PASSAGE GIVEN =>

National Australia Bank Collection
22 February 2022


(1917 - 1992)

Ripolin enamel and red ochre oil paint on composition board

60.0 x 90.5 cm

signed and dated lower right: Sidney Nolan / 1951

$140,000 – $180,000
Sold for $184,091 (inc. BP) in Auction 67 - 22 February 2022, Melbourne

Artarmon Public School, Sydney, a gift from the artist, 1953
Sotheby's, Melbourne, 30 July 1986, lot 84
The collection of Lord McAlpine of West Green, United Kingdom
Lauraine Diggins Fine Art, Melbourne (label attached verso)
The National Australia Bank Art Collection, acquired from the above in March 1995 (label attached verso)


Sidney Nolan: Burke and Wills, S. H. Ervin Gallery, The National Trust of Australia, Sydney, 7 November 1985 – 26 January 1986
Sidney Nolan: Landscapes and Legends, National Gallery of Victoria, Melbourne, 3 June — 26 July 1987, and touring to Art Gallery of New South Wales, Sydney, 11 August — 27 September 1987; Art Gallery of Western Australia, Perth, 21 October — 29 November 1987; Art Gallery of South Australia, Adelaide, 15 December 1987 — 31 January 1988 (label attached verso)

TASK 1 =>
Reproduce the records from the line holding "in [1144, 899]." through the end of the records, inclusive, swapping "beige" for "khaki" and leaving everything else unchanged.

INFORMATION GIVEN =>
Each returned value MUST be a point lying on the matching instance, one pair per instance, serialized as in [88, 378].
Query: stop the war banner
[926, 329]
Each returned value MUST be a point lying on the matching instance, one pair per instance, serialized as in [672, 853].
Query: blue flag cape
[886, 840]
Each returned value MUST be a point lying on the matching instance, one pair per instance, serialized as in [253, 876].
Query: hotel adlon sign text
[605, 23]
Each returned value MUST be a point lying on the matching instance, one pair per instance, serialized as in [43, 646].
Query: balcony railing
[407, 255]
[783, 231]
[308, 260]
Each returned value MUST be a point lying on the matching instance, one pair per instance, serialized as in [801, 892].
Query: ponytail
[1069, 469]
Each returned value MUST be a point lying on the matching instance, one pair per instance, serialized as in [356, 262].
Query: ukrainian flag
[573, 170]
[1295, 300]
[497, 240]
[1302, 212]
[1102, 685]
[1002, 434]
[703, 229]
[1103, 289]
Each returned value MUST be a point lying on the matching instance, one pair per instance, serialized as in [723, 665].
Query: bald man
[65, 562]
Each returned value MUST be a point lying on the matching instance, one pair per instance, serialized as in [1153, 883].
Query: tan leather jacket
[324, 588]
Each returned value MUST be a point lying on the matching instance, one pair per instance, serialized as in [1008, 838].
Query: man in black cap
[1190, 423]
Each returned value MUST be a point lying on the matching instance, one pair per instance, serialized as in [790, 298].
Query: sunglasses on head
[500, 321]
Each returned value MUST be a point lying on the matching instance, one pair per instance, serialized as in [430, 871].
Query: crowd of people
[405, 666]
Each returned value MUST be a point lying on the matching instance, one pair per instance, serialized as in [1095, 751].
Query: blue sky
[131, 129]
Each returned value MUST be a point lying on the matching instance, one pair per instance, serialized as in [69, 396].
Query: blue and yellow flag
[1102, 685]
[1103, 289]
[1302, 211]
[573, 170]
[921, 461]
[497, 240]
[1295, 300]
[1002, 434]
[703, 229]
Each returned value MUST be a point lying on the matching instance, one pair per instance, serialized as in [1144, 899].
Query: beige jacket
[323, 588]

TASK 2 =>
In the auction entry for the Sidney Nolan painting, what did the work sell for?

FINISHED ANSWER 1 =>
Each returned value MUST be a point lying on the matching instance, one pair per instance, serialized as in [1144, 899].
Query: khaki jacket
[323, 588]

FINISHED ANSWER 2 =>
$184,091 (inc. BP)